(Labeled area outline data)
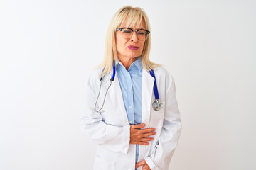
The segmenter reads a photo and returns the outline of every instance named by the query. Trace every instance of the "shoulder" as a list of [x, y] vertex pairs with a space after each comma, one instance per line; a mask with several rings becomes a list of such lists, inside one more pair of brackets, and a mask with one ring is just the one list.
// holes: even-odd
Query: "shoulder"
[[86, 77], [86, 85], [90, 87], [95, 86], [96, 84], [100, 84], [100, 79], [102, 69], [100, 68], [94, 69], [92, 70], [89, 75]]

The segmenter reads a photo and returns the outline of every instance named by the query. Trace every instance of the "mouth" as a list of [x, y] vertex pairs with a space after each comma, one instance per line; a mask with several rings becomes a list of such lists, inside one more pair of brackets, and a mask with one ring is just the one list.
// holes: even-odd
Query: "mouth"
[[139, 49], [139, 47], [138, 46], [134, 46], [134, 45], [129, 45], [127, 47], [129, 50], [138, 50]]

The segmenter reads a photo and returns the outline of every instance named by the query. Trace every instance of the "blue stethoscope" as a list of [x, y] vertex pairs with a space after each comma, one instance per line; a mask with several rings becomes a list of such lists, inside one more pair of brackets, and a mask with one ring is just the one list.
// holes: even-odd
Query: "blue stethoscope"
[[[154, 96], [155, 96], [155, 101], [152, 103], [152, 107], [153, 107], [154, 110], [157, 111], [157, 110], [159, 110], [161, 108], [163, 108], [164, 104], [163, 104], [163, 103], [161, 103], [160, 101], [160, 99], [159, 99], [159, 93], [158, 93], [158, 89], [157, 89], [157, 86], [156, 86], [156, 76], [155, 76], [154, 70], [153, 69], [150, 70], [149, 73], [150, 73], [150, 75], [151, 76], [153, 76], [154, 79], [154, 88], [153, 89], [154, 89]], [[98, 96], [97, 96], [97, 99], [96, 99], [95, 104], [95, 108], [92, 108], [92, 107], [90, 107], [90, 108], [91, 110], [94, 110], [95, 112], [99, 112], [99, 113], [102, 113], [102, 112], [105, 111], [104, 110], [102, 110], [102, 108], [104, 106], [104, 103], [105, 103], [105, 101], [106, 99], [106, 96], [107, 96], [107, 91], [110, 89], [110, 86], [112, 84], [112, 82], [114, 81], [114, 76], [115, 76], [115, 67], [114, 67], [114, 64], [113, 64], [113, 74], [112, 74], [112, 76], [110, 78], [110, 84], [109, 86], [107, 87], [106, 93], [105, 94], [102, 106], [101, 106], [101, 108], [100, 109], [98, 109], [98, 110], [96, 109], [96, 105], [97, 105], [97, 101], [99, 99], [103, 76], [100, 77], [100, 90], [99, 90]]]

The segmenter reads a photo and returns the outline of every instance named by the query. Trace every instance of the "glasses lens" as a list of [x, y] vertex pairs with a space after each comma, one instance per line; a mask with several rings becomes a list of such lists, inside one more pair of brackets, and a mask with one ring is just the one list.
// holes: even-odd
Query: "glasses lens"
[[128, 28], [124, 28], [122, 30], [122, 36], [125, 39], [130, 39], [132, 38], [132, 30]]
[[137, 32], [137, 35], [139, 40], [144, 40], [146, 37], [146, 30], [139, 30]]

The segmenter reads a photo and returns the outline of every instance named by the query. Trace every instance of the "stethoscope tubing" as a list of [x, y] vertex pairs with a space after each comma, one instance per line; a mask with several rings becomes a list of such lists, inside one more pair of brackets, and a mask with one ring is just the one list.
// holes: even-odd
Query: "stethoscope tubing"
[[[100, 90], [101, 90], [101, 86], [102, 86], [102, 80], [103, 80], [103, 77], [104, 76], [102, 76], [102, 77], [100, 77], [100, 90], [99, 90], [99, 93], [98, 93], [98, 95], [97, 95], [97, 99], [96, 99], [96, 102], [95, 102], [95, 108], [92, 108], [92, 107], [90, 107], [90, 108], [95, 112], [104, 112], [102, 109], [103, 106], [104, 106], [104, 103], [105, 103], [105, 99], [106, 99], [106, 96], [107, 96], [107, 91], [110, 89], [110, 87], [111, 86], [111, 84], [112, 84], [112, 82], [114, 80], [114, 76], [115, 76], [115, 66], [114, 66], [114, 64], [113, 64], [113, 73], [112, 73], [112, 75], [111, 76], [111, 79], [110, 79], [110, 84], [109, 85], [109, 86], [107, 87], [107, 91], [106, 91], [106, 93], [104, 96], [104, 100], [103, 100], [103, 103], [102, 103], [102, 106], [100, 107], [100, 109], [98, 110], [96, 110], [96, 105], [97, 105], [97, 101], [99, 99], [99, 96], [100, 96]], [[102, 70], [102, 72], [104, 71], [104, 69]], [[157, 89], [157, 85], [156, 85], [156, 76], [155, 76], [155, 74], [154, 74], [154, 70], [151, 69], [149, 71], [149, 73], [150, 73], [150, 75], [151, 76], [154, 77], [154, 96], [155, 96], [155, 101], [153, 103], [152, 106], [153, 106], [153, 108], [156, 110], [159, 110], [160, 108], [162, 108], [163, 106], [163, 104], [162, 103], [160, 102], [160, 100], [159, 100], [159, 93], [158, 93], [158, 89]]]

» **What you need to do**: Can you print all of the data above verbatim, leaving out the pictures?

» **Full answer**:
The segmenter reads a photo and returns the outline of every instance named by the query. Trace every instance of the "shoulder" as a list of [x, y] vertex pairs with a space after each comma, one instance per line; a mask with several rings becomes a list of such lists, inside one more pair of brackets, and a mask with one ring is just the one list.
// holes: even-odd
Query: "shoulder"
[[86, 77], [86, 85], [90, 87], [95, 86], [96, 84], [100, 84], [100, 79], [102, 69], [100, 68], [94, 69], [92, 70], [89, 75]]

The segmenter reads a photo and returns the outline of every instance named by the query. Trace every instance of the "mouth" as a list of [x, y] vertex pairs with a space after each comma, one instance per line; a mask with several rings becomes a list of such lists, inside one more pair of brackets, and a mask with one ring is just the one list.
// holes: even-odd
Query: "mouth"
[[139, 49], [139, 47], [138, 46], [134, 46], [134, 45], [129, 45], [127, 47], [129, 50], [138, 50]]

The segmenter reads a photo and returns the outline of every instance named by the query. Trace every instance of the "blue stethoscope" as a list of [x, y] vertex pairs with a space after each comma, one instance per line; a mask with several rings becomes a list of such lists, inside one more pair of brackets, and a mask with one ring is just the one list.
// holes: even-odd
Query: "blue stethoscope"
[[[154, 96], [155, 96], [155, 101], [152, 103], [152, 107], [153, 107], [154, 110], [157, 111], [157, 110], [159, 110], [161, 108], [163, 108], [164, 104], [163, 104], [163, 103], [161, 103], [160, 101], [160, 99], [159, 99], [159, 93], [158, 93], [158, 89], [157, 89], [157, 86], [156, 86], [156, 76], [155, 76], [154, 70], [153, 69], [150, 70], [149, 73], [150, 73], [150, 75], [151, 76], [153, 76], [154, 79], [154, 88], [153, 89], [154, 89]], [[98, 96], [97, 96], [97, 99], [96, 99], [95, 104], [95, 108], [92, 108], [92, 107], [90, 107], [90, 108], [91, 110], [94, 110], [95, 112], [99, 112], [99, 113], [102, 113], [102, 112], [105, 111], [104, 110], [102, 110], [102, 108], [104, 106], [104, 103], [105, 103], [105, 101], [106, 99], [106, 96], [107, 96], [107, 91], [110, 89], [110, 86], [112, 84], [112, 82], [114, 81], [114, 76], [115, 76], [115, 67], [114, 67], [114, 64], [113, 64], [113, 74], [112, 74], [112, 76], [110, 78], [110, 84], [109, 86], [107, 87], [106, 93], [105, 94], [102, 106], [101, 106], [101, 108], [100, 109], [98, 109], [98, 110], [96, 109], [96, 105], [97, 105], [97, 101], [99, 99], [103, 76], [100, 77], [100, 90], [99, 90]]]

The segmenter reads a photo and returns the outline of every instance named by the query. Trace every instance of the "glasses lens" as a list of [x, y] vertex pairs with a space after each comma, one instance per line; a mask with several rings becomes a list of such lists, inside one more pair of brackets, and a mask with one ring is just the one list.
// holes: even-odd
Query: "glasses lens"
[[128, 28], [124, 28], [122, 30], [122, 36], [125, 39], [130, 39], [132, 38], [132, 30]]
[[137, 32], [137, 35], [139, 40], [144, 40], [146, 37], [146, 30], [139, 30]]

The segmenter reads a photo and returns the outline of every instance named by the query. Trace every instance of the "stethoscope tubing" as a list of [x, y] vertex pairs with a space after each comma, one instance per line; a mask with several rings becomes a list of such lists, inside one more pair of brackets, and a mask with one ring is just the one list.
// holes: even-odd
Query: "stethoscope tubing"
[[[100, 90], [101, 90], [101, 86], [102, 86], [102, 80], [103, 80], [103, 77], [104, 76], [102, 76], [102, 77], [100, 77], [100, 90], [99, 90], [99, 93], [98, 93], [98, 95], [97, 95], [97, 99], [96, 99], [96, 102], [95, 102], [95, 108], [92, 108], [92, 107], [90, 107], [90, 108], [95, 112], [104, 112], [102, 109], [103, 106], [104, 106], [104, 103], [105, 103], [105, 99], [106, 99], [106, 96], [107, 96], [107, 91], [110, 89], [110, 87], [111, 86], [111, 84], [112, 84], [112, 82], [114, 80], [114, 76], [115, 76], [115, 66], [114, 66], [114, 64], [113, 64], [113, 73], [112, 73], [112, 75], [111, 76], [111, 79], [110, 79], [110, 84], [109, 85], [109, 86], [107, 87], [107, 91], [106, 91], [106, 93], [104, 96], [104, 100], [103, 100], [103, 103], [102, 103], [102, 106], [100, 107], [100, 109], [98, 110], [96, 110], [96, 105], [97, 105], [97, 101], [99, 99], [99, 96], [100, 96]], [[102, 70], [102, 72], [104, 71], [104, 69]], [[157, 89], [157, 85], [156, 85], [156, 76], [155, 76], [155, 74], [154, 74], [154, 70], [151, 69], [149, 71], [149, 73], [150, 73], [150, 75], [151, 76], [154, 77], [154, 96], [155, 96], [155, 101], [153, 103], [152, 106], [153, 106], [153, 108], [156, 110], [159, 110], [160, 108], [162, 108], [163, 106], [163, 104], [162, 103], [160, 102], [160, 100], [159, 100], [159, 93], [158, 93], [158, 89]]]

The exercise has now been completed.